▶ _Given problem a_
Return every line of the records that contains the word "road", treating uppercase and lowercase as different.

▶ _Page_
0

I've got a very large text file that I'm trying to do word analysis on. Among word count, I might be looking for other information as well, but I left that out for simplicity. In this text file I have blocks of text separated by asterisks '*'. The code I have below scans the text file and prints out # of characters and words as it should, but I'd like to reset the counter after an asterisk is met, and store all information in a table of some sort. I'm not so worried on how I'll make the table as much as I am unsure of how to loop the same counting code for each text block between asterisks.

Maybe a for loop like

for (arr = strstr(arr, "*"); arr; arr = strstr(arr + strlen("*"), "*"))  

Example text file:

=-=-=-=-=-=-=-=-=-=-=-=-=-=-
I have a sentence. I have two sentences now.
*
I have another sentence. And another.
*
I'd like to count the amount of words and characters from the asterisk above this 
one until the next asterkisk, not including the count from the last one.
*
...
    ...
    -=-=-=-=-=-=-=-=-=-=-=-=-=-=-
    (EOF)

Desired output:

    *#      #words     #alphaChar
    ----------------------------
    1        9           34  
    -----------------------------
    2        5           30
    -----------------------------
    3       28           124
    ...

▶ _Given problem b_
For each statement below, say whether it agrees with the word-count post and quote the words from the post that decide it.
(i) The writer wants the counter to start over after each asterisk.
(ii) The writer is mostly worried about how to build the table.
(iii) The blocks of text in the file are separated by commas.

▶ _Records for this task_
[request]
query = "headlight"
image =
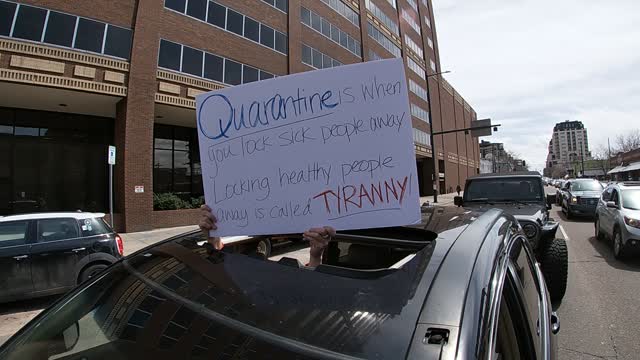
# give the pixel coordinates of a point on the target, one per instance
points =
(530, 230)
(632, 222)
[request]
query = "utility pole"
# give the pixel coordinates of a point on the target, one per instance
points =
(434, 151)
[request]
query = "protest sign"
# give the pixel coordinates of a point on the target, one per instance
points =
(328, 147)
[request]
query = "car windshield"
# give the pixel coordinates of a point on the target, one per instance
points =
(182, 299)
(631, 199)
(586, 186)
(504, 189)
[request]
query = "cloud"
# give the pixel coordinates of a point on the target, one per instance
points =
(530, 64)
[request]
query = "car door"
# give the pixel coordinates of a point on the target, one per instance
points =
(604, 213)
(58, 248)
(15, 260)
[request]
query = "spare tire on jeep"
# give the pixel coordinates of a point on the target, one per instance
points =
(555, 266)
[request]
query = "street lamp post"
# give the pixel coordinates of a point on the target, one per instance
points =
(434, 153)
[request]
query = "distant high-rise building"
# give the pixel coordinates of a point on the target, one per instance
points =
(568, 146)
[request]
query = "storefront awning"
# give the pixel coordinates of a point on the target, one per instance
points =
(616, 170)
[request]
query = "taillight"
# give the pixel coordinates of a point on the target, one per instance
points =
(120, 245)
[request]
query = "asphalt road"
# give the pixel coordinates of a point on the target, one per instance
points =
(600, 314)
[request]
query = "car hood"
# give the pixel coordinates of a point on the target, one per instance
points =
(586, 194)
(519, 211)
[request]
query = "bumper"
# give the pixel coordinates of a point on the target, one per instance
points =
(630, 237)
(585, 210)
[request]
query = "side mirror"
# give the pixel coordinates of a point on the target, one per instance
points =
(457, 200)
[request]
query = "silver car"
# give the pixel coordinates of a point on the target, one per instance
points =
(618, 217)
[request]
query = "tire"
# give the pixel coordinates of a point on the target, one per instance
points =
(263, 248)
(555, 265)
(618, 247)
(91, 271)
(598, 231)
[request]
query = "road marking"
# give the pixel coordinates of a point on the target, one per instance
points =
(564, 234)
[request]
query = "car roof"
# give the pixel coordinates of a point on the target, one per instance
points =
(51, 215)
(506, 175)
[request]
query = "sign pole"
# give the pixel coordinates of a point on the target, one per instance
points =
(111, 160)
(111, 193)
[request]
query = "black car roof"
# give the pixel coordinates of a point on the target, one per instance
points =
(511, 174)
(265, 306)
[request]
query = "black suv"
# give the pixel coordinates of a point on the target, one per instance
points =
(461, 285)
(50, 253)
(522, 195)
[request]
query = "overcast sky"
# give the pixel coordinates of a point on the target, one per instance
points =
(529, 64)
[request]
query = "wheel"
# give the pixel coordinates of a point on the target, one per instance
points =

▶ _Output a_
query = "asphalt road"
query = "road marking"

▶ _Output b_
(i) Yes: "I'd like to reset the counter after an asterisk is met"
(ii) No: "I'm not so worried on how I'll make the table"
(iii) No: "In this text file I have blocks of text separated by asterisks '*'."